- [Problem requirements]: What follows is a set of records; copy all of it exactly.

##### Provided information

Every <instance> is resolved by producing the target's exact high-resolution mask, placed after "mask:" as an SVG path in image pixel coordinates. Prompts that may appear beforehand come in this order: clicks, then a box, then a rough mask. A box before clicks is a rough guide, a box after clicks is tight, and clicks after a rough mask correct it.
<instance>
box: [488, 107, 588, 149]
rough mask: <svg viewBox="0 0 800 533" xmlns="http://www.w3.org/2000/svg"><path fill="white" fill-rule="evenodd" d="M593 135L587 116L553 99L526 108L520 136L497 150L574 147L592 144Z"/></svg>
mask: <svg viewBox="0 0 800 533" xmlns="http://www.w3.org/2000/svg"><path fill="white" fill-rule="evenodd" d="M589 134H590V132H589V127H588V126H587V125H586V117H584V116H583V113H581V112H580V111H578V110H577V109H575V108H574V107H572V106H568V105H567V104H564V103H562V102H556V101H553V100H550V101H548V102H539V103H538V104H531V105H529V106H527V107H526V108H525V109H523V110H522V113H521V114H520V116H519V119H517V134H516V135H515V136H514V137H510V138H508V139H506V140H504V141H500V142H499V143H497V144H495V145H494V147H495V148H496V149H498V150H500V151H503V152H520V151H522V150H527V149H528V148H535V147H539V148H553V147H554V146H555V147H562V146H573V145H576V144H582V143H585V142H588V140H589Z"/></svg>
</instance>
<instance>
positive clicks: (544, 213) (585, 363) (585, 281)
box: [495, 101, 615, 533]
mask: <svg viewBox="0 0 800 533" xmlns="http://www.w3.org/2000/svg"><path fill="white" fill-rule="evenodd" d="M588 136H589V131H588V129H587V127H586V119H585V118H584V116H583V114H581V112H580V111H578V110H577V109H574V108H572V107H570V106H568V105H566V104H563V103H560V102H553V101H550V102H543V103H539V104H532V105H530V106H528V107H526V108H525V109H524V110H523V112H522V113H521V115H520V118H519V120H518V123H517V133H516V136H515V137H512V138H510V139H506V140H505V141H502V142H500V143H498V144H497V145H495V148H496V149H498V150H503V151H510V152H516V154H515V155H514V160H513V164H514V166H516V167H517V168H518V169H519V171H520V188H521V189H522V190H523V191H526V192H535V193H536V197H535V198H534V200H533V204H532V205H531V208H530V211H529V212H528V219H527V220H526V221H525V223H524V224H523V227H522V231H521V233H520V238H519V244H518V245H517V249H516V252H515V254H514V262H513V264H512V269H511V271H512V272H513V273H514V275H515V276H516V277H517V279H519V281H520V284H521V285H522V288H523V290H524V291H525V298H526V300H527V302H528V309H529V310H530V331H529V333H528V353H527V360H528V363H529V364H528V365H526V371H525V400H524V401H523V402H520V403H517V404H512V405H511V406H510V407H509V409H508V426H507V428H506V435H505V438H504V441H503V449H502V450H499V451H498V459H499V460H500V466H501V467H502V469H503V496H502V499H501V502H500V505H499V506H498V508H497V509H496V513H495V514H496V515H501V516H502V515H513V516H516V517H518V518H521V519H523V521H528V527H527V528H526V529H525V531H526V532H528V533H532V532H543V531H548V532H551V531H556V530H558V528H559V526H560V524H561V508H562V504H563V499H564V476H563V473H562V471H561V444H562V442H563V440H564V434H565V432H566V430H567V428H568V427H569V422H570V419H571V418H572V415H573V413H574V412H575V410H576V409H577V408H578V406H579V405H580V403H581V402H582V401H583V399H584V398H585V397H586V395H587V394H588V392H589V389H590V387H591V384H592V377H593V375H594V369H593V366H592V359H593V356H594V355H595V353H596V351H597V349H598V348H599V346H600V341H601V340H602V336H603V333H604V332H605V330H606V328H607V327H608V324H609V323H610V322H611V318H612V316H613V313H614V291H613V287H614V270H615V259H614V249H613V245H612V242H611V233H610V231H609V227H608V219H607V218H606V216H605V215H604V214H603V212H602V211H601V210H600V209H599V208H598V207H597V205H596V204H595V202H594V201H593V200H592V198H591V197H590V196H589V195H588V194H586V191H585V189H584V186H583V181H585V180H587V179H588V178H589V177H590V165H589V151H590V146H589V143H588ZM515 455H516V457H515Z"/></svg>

##########

- [Task output]:
Every <instance> is resolved by producing the target's exact high-resolution mask, placed after "mask:" as an SVG path in image pixel coordinates. Prompts that may appear beforehand come in this order: clicks, then a box, then a rough mask. A box before clicks is a rough guide, a box after clicks is tight, and clicks after a rough mask correct it.
<instance>
box: [488, 107, 588, 149]
rough mask: <svg viewBox="0 0 800 533" xmlns="http://www.w3.org/2000/svg"><path fill="white" fill-rule="evenodd" d="M593 135L587 116L553 99L526 108L520 136L497 150L574 147L592 144Z"/></svg>
mask: <svg viewBox="0 0 800 533" xmlns="http://www.w3.org/2000/svg"><path fill="white" fill-rule="evenodd" d="M589 134H590V132H589V127H588V126H587V125H586V117H584V116H583V113H581V112H580V111H578V110H577V109H575V108H574V107H572V106H568V105H567V104H564V103H562V102H556V101H553V100H550V101H548V102H539V103H538V104H531V105H529V106H527V107H526V108H525V109H523V110H522V113H521V114H520V116H519V119H517V134H516V135H515V136H514V137H510V138H508V139H506V140H504V141H500V142H499V143H497V144H495V145H494V147H495V148H496V149H498V150H500V151H503V152H520V151H522V150H527V149H528V148H535V147H539V148H553V147H554V146H555V147H562V146H573V145H576V144H582V143H585V142H588V140H589Z"/></svg>
</instance>
<instance>
positive clicks: (544, 213) (585, 363) (585, 281)
box: [495, 101, 615, 533]
mask: <svg viewBox="0 0 800 533" xmlns="http://www.w3.org/2000/svg"><path fill="white" fill-rule="evenodd" d="M588 136H589V131H588V129H587V127H586V119H585V118H584V116H583V114H581V112H580V111H578V110H577V109H574V108H572V107H570V106H568V105H566V104H563V103H560V102H553V101H550V102H543V103H539V104H532V105H530V106H528V107H526V108H525V109H524V110H523V112H522V113H521V115H520V118H519V120H518V123H517V133H516V136H515V137H512V138H510V139H506V140H505V141H502V142H500V143H498V144H497V145H495V148H496V149H498V150H503V151H510V152H516V154H515V155H514V160H513V164H514V166H516V167H517V168H518V169H519V171H520V188H521V189H522V190H523V191H526V192H535V193H536V197H535V198H534V200H533V204H532V205H531V208H530V211H529V212H528V219H527V220H526V221H525V223H524V224H523V227H522V231H521V233H520V238H519V244H518V245H517V249H516V252H515V254H514V262H513V264H512V269H511V271H512V272H513V273H514V275H515V276H516V277H517V279H519V281H520V284H521V285H522V288H523V290H524V291H525V298H526V300H527V302H528V309H529V310H530V331H529V333H528V353H527V360H528V363H529V364H528V365H526V371H525V400H524V401H523V402H520V403H517V404H512V405H511V406H510V407H509V409H508V426H507V428H506V435H505V438H504V441H503V449H502V450H499V451H498V459H499V460H500V466H501V467H502V469H503V496H502V499H501V502H500V505H499V506H498V508H497V509H496V513H495V514H496V515H501V516H502V515H513V516H516V517H518V518H521V519H523V521H528V527H527V528H526V529H525V531H526V532H528V533H532V532H543V531H548V532H551V531H556V530H558V528H559V526H560V524H561V508H562V504H563V499H564V476H563V473H562V471H561V444H562V442H563V440H564V434H565V432H566V430H567V428H568V427H569V422H570V419H571V418H572V415H573V413H574V412H575V410H576V409H577V408H578V406H579V405H580V403H581V402H582V401H583V399H584V398H585V397H586V395H587V394H588V392H589V389H590V387H591V384H592V377H593V375H594V369H593V366H592V359H593V356H594V355H595V353H596V351H597V349H598V348H599V346H600V341H601V340H602V336H603V333H604V332H605V330H606V328H607V327H608V324H609V323H610V322H611V318H612V316H613V313H614V291H613V287H614V270H615V259H614V249H613V245H612V242H611V233H610V231H609V227H608V219H607V218H606V216H605V215H604V214H603V212H602V211H601V210H600V209H599V208H598V207H597V205H596V204H595V202H594V201H593V200H592V198H591V197H590V196H589V195H588V194H586V191H585V189H584V186H583V181H585V180H587V179H588V178H589V177H590V165H589V151H590V146H589V143H588ZM515 455H516V457H515Z"/></svg>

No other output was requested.